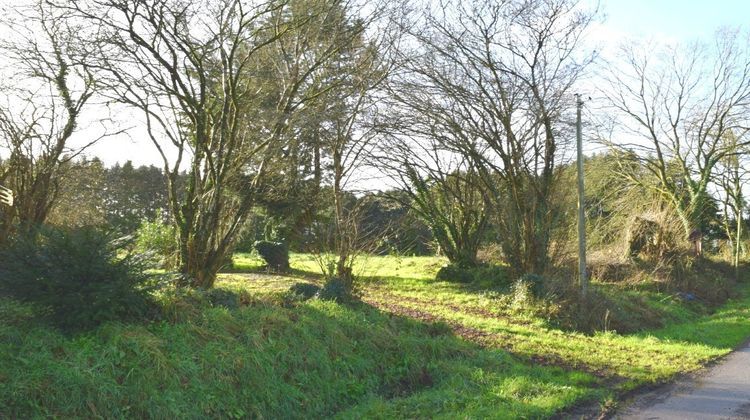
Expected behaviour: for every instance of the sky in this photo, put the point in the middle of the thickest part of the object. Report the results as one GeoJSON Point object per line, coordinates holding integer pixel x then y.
{"type": "Point", "coordinates": [656, 20]}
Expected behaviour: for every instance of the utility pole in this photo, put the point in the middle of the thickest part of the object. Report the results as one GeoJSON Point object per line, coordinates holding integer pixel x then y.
{"type": "Point", "coordinates": [582, 275]}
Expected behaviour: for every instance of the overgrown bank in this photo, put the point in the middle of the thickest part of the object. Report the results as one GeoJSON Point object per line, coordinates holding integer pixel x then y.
{"type": "Point", "coordinates": [249, 350]}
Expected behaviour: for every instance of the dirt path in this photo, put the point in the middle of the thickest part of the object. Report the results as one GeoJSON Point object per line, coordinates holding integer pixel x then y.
{"type": "Point", "coordinates": [723, 392]}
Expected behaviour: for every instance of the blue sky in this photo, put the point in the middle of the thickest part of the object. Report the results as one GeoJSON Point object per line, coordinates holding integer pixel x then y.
{"type": "Point", "coordinates": [685, 20]}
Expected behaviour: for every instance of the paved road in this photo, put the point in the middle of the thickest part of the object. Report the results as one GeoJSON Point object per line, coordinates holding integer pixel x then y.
{"type": "Point", "coordinates": [723, 392]}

________________

▶ Requirement: Word for word, restate the records above and drop the pictures.

▶ Finished exercise:
Expected behaviour: for every instance of the sky in this photo, put the point in the middle of the thickest part of the object. Report the results as one GeoJSON Point object per line, coordinates holding integer pixel x then y.
{"type": "Point", "coordinates": [656, 20]}
Expected behaviour: for every instance of the utility pole in this photo, put the point in the middle of the thickest part of the object. Report the results as one GeoJSON Point object per line, coordinates holding integer pixel x then y.
{"type": "Point", "coordinates": [582, 275]}
Expected behaviour: for every instance of the overgrown bank in this photo, put the point in the middle of the thickest part of the object. Report the results as one GeoJSON Point object per line, coordinates holding integer pixel x then y.
{"type": "Point", "coordinates": [249, 350]}
Expected behaviour: for every instance of the dirt path in this photo, put the point in the middle of the thickest part of the object. Report the results as one GeoJSON Point object per line, coordinates holding integer pixel x then y.
{"type": "Point", "coordinates": [723, 392]}
Expected behaviour: for every instance of the blue sky in this photo, put the point in the middle of the thickest part of the object. Report the results as one GeoJSON Point object per line, coordinates holding integer pixel x then y.
{"type": "Point", "coordinates": [685, 20]}
Expected behaviour: for every instance of the paved road in this photo, put the point in the middle of the thickest part of the object. Report the results as one GeoJSON Point object per line, coordinates holding integer pixel x then y.
{"type": "Point", "coordinates": [723, 392]}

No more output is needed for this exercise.